__Trecho__
Por meio da Coordenadoria Nacional de Promoção de Igualdade de Oportunidade e Eliminação da Discriminação no Trabalho (Coordigualdade), o MPT-RJ faz 14 recomendações à Rede Globo de Televisão, depois de denúncia de desrespeito ao Estatuto da Igualdade Racial. Em uma delas, o órgão fluminense sugere a “observância dos princípios orientadores do Estado Democrático de Direito, entre estes a proibição de discriminação (artigos 3º e 5º da CRFB/88), traduzida de forma específica em relação às produções dos meios de comunicação nos artigos 43 e 44 da Lei nº 12.288, de 20 de julho de 2010 – Estatuto da Igualdade Racial”.

__Dados extraídos de uma coleção__

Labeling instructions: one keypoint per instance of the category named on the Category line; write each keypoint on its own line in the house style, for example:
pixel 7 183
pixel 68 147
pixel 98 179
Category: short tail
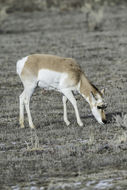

__O pedido__
Cada afirmação a seguir concorda com o trecho sobre as recomendações do MPT-RJ à Rede Globo? Responda sim ou não a cada uma e cite entre aspas as palavras do trecho que decidem: (a) o MPT-RJ fez 14 recomendações à Rede Globo de Televisão; (b) as recomendações foram feitas antes de qualquer denúncia; (c) o Estatuto da Igualdade Racial é a Lei nº 12.288, de 20 de julho de 2010.

__Resultado do exercício__
(a) Sim: "o MPT-RJ faz 14 recomendações à Rede Globo de Televisão"
(b) Não: "depois de denúncia de desrespeito ao Estatuto da Igualdade Racial"
(c) Sim: "Lei nº 12.288, de 20 de julho de 2010 – Estatuto da Igualdade Racial"